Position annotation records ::
■ ■ ■ ■ ■

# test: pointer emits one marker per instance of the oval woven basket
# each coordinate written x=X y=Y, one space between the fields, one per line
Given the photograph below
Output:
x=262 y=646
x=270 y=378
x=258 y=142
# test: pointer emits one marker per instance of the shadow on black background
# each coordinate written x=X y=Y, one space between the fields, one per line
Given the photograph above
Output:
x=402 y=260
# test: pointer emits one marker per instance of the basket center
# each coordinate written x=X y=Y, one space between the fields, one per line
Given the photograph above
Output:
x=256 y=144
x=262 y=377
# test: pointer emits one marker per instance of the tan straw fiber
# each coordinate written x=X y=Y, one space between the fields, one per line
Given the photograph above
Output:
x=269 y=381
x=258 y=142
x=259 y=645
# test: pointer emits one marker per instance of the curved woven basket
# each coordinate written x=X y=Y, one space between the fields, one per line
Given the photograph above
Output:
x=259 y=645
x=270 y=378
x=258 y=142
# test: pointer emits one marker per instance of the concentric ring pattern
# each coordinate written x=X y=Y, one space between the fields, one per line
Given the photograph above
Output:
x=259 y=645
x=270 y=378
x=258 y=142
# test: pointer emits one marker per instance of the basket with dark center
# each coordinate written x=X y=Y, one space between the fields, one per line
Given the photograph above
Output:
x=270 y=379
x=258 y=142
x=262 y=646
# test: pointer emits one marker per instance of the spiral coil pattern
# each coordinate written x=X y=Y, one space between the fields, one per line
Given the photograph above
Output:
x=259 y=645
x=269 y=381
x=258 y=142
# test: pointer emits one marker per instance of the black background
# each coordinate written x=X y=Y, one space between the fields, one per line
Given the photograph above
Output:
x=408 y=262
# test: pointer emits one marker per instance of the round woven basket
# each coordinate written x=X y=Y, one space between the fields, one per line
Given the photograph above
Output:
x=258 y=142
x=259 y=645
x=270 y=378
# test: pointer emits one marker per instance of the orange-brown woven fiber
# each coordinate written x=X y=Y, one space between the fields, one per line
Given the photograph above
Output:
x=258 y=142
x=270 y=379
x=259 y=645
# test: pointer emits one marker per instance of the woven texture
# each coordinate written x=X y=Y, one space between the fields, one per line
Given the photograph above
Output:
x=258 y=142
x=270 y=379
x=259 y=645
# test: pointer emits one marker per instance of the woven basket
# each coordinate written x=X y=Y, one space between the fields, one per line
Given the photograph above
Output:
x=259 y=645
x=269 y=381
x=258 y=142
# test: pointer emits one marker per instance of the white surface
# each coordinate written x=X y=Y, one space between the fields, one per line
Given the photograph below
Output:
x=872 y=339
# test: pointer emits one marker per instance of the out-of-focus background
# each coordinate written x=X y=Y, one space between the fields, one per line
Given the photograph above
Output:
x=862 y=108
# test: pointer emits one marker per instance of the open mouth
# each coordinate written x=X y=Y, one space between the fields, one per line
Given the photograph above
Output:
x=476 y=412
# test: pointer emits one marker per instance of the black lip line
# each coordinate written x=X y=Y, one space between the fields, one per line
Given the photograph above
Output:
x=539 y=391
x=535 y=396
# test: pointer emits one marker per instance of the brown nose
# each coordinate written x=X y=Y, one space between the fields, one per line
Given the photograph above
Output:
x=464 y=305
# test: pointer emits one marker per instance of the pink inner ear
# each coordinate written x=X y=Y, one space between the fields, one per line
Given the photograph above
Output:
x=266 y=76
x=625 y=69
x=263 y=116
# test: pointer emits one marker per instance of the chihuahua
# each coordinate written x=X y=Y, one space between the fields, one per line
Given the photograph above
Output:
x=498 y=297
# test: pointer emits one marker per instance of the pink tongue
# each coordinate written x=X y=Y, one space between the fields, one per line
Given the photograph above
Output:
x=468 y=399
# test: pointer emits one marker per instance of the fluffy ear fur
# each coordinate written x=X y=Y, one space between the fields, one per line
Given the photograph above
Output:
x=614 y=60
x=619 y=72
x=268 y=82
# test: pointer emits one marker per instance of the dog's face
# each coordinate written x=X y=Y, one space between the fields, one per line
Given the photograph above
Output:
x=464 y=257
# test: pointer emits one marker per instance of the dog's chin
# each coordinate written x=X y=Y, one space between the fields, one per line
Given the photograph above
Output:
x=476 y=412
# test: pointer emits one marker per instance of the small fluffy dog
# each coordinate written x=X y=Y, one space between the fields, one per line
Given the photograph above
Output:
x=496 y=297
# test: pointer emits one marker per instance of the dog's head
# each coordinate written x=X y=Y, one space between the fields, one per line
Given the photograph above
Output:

■ ■ ■ ■ ■

Exercise aim ::
Copy out every line of the data above, word for word.

Right answer ::
# test: pointer emits one marker per instance of the oval woven basket
# each coordinate written x=X y=Y, one space between the fields, one per line
Given the photograph below
Output:
x=262 y=646
x=270 y=378
x=258 y=142
# test: pointer emits one marker per instance of the shadow on black background
# each coordinate written x=X y=Y, one space between the fields, one per line
Given the photograph above
Output:
x=402 y=260
# test: pointer emits one marker per instance of the basket center
# each coordinate written x=X y=Y, one space between the fields, one per line
Given the photograph above
Output:
x=256 y=144
x=262 y=377
# test: pointer emits one marker per instance of the tan straw fiber
# each coordinate written x=X y=Y, one space between the fields, one per line
Given the photograph above
Output:
x=269 y=381
x=258 y=142
x=259 y=645
# test: pointer emits one marker per instance of the curved woven basket
# each coordinate written x=X y=Y, one space between the fields, one per line
Given the photograph above
Output:
x=259 y=645
x=270 y=378
x=258 y=142
# test: pointer emits one marker per instance of the concentric ring pattern
# each coordinate written x=X y=Y, one space between the fields, one per line
Given the photograph above
Output:
x=259 y=645
x=270 y=378
x=258 y=142
# test: pointer emits one marker per instance of the basket with dark center
# each coordinate written x=X y=Y, one space between the fields, one per line
Given the photograph above
Output:
x=270 y=379
x=258 y=142
x=262 y=646
# test: pointer emits one marker per instance of the spiral coil pattern
# each coordinate written x=X y=Y, one space between the fields, one per line
Given the photograph above
Output:
x=259 y=645
x=269 y=381
x=258 y=142
# test: pointer emits one marker per instance of the black background
# each coordinate written x=X y=Y, one space between the fields, one per line
Given the photograph above
Output:
x=408 y=262
# test: pointer emits one marker per instance of the round woven basket
# each coordinate written x=X y=Y, one space between the fields, one per line
Given the photograph above
Output:
x=258 y=142
x=259 y=645
x=270 y=378
# test: pointer emits one marker per instance of the orange-brown woven fiber
# each coordinate written x=X y=Y, one space between the fields, one per line
Given the photograph above
Output:
x=258 y=142
x=270 y=379
x=259 y=645
# test: pointer emits one marker per instance of the woven texture
# each coordinate written x=X y=Y, one space between the fields, one per line
Given the photograph above
Output:
x=258 y=142
x=270 y=379
x=259 y=645
# test: pointer emits one marker per instance of the woven basket
# each coordinate written x=X y=Y, one space between the fields, one per line
Given the photograph above
Output:
x=259 y=645
x=269 y=381
x=258 y=142
# test: pointer emits one marker per instance of the white surface
# each coordinate written x=X y=Y, one space between the fields, one per line
Given the photograph below
Output:
x=872 y=339
# test: pointer emits one marker per instance of the out-of-focus background
# each coordinate written x=X y=Y, one space between the fields, one per line
Given the photograph above
Output:
x=862 y=108
# test: pointer emits one marker per instance of the open mouth
# each coordinate written x=X y=Y, one space between the fields, one per line
Given the photograph above
Output:
x=476 y=412
# test: pointer emits one marker per instance of the black lip line
# each coordinate written x=X y=Y, one space between the fields, one per line
Given the photograph above
Output:
x=539 y=391
x=535 y=396
# test: pointer emits one marker per instance of the brown nose
# each coordinate written x=X y=Y, one space between the fields, one per line
Given the photograph above
Output:
x=464 y=305
# test: pointer emits one marker per instance of the pink inner ear
# each coordinate written x=X y=Y, one space between the fields, one per line
Given the photograph above
Output:
x=266 y=76
x=625 y=69
x=263 y=116
# test: pointer emits one marker per instance of the chihuahua
# each coordinate written x=X y=Y, one space between the fields, one per line
Given the photograph above
Output:
x=498 y=297
# test: pointer emits one marker per instance of the pink tongue
# each coordinate written x=X y=Y, one space between the fields, one per line
Given the photograph above
Output:
x=468 y=399
# test: pointer emits one marker per instance of the fluffy ear fur
# each coordinate written x=X y=Y, one space between the fields, one per line
Given the photograph above
Output:
x=614 y=60
x=619 y=72
x=268 y=82
# test: pointer emits one marker per instance of the dog's face
# each coordinate written x=X y=Y, one space between the fields, one per line
Given the photograph above
Output:
x=464 y=257
# test: pointer emits one marker per instance of the dog's chin
# each coordinate written x=X y=Y, one space between the fields, one per line
Given the photograph above
Output:
x=476 y=412
# test: pointer emits one marker per instance of the small fluffy dog
# each coordinate written x=X y=Y, one space between the fields, one per line
Given the photograph above
Output:
x=496 y=297
# test: pointer emits one marker per instance of the dog's head
# each coordinate written x=X y=Y, one space between the fields, one per line
Given the photograph above
Output:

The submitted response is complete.